======== Текст для чтения
В феврале 1988 г. погиб Саша Башлачев. Я как всегда пришла в рок-клуб на работу и увидела: что-то произошло. Народу всегда в клубе толклось много. Но в тот день это был странный народ. Не галдели, не смеялись, кто-то плакал. Секретарь клуба Ольга Слободская рассказала мне о том, что случилось.
В середине дня появился Кинчев. С черным напряженным лицом. К нему подошел Слава Задерий и они направились к выходу. Они проходили мимо меня, и Слава вдруг сделал шаг в мою сторону, будто что-то хотел сказать, но Костя резко, зло даже дернул его за руку. Они ушли. Они были самыми близкими друзьями Саши. И им в этот день не нужны были лишние люди.
А ночью того же дня, в четвертом уже часу, у меня зазвонил телефон. Я сняла трубку:
– Нина, Нина, ты слышишь, Нина? – Это был Кинчев. – Нина, ты прости меня, я дурак, прости... – Он плакал.
Мне стало больно, страшно.
Я сказала:
– Это ты меня прости...
– Нина, прости, ну вот, ну хорошо, ладно... Нина... А если Бог его не примет, я Бога убью... Я... Я... – Гудки, отрывистые, короткие...
Я еще кричала сквозь эти гудки: 'Откуда ты звонишь? Где ты?'
По коже пробежали мурашки. Эта последняя фраза... Верующие люди меня поймут. Поймут тот ужас, который разрастался в моей душе. Если раньше за нескольких моих друзей из рокерской среды мне было тревожно, то в тот момент мне за Костю стало непереносимо жутко. Потому что это было богохульство... Не он говорил эти слова, а его боль и отчаяние. И все же, все же...
На следующий день мне позвонил Андрей Столыпин по прозвищу Масик – художник группы 'Алиса'. Он сказал мне, что Костя у него.
– Как он, что он?
– Да сумасшедший дом у меня, – ответил Андрей. – Он то поет, то плачет. Может быть, приедешь?
Я приехала под вечер. У Андрея, как всегда, толокся какой-то народ. Костя лежал на диване вверх лицом с закрытыми глазами. Казалось, он спит. Но он не спал. Когда открыл глаза, то выглядел очень спокойным. Увидел меня, улыбнулся. И снова:
– Ты прости, ладно?..
Мы проговорили до середины ночи. О всякой всячине. И о Саше, конечно.
================
======== Извлечённые записи
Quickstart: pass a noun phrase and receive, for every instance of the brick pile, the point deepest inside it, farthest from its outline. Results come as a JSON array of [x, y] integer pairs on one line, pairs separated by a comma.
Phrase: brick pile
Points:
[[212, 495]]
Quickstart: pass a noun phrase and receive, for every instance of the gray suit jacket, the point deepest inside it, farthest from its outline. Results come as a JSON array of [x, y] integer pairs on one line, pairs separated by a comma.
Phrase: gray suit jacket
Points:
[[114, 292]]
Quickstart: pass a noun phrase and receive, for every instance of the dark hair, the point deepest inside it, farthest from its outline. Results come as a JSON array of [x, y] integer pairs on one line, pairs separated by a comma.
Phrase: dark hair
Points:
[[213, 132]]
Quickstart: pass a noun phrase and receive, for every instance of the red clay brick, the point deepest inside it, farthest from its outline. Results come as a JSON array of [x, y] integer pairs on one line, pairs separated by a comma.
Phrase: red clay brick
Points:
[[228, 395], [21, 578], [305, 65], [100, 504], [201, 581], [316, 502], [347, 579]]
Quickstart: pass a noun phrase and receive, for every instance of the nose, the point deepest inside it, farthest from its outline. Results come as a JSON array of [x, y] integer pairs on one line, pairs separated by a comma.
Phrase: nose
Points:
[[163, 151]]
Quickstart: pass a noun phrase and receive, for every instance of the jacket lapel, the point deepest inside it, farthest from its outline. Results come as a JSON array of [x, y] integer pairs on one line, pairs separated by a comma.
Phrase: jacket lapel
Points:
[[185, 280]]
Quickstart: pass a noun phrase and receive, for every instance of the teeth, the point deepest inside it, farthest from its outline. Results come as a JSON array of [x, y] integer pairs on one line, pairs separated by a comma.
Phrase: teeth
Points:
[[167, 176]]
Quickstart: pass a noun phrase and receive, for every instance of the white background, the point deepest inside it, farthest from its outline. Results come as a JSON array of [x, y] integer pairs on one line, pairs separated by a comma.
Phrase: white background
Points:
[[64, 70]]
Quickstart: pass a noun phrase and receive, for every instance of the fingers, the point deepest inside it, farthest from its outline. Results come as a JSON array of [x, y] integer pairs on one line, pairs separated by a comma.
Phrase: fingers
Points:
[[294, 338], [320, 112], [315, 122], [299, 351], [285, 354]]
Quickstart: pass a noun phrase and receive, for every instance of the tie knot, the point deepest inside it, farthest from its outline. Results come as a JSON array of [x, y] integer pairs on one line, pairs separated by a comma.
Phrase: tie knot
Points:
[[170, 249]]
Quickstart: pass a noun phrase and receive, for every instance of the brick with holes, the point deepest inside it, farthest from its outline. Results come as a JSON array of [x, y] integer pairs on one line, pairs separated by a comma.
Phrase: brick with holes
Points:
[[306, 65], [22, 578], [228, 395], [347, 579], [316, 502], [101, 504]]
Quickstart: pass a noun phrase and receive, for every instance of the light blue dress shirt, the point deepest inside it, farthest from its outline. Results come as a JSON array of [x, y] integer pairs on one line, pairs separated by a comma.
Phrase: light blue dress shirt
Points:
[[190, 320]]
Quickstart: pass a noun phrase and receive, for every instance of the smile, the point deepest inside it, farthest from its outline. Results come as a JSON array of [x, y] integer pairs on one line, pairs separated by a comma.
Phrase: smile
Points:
================
__Задания к тексту__.
[1] Ответьте на вопросы по тексту о гибели Саши Башлачева:
(а) Когда погиб Саша Башлачев?
(б) Кто в рок-клубе рассказал о случившемся?
(в) Какое прозвище было у Андрея Столыпина и кем он был в группе «Алиса»?
[2] Процитируйте фрагмент текста о гибели Саши Башлачева, который начинается со слов «Мне стало больно, страшно.» и заканчивается словами «Может быть, приедешь?».

__Ответы__.
[1]
(а) В феврале 1988 г.
(б) Секретарь клуба Ольга Слободская.
(в) Его прозвище Масик, он был художником группы «Алиса».

[2]
Мне стало больно, страшно.
Я сказала:
– Это ты меня прости...
– Нина, прости, ну вот, ну хорошо, ладно... Нина... А если Бог его не примет, я Бога убью... Я... Я... – Гудки, отрывистые, короткие...
Я еще кричала сквозь эти гудки: 'Откуда ты звонишь? Где ты?'
По коже пробежали мурашки. Эта последняя фраза... Верующие люди меня поймут. Поймут тот ужас, который разрастался в моей душе. Если раньше за нескольких моих друзей из рокерской среды мне было тревожно, то в тот момент мне за Костю стало непереносимо жутко. Потому что это было богохульство... Не он говорил эти слова, а его боль и отчаяние. И все же, все же...
На следующий день мне позвонил Андрей Столыпин по прозвищу Масик – художник группы 'Алиса'. Он сказал мне, что Костя у него.
– Как он, что он?
– Да сумасшедший дом у меня, – ответил Андрей. – Он то поет, то плачет. Может быть, приедешь?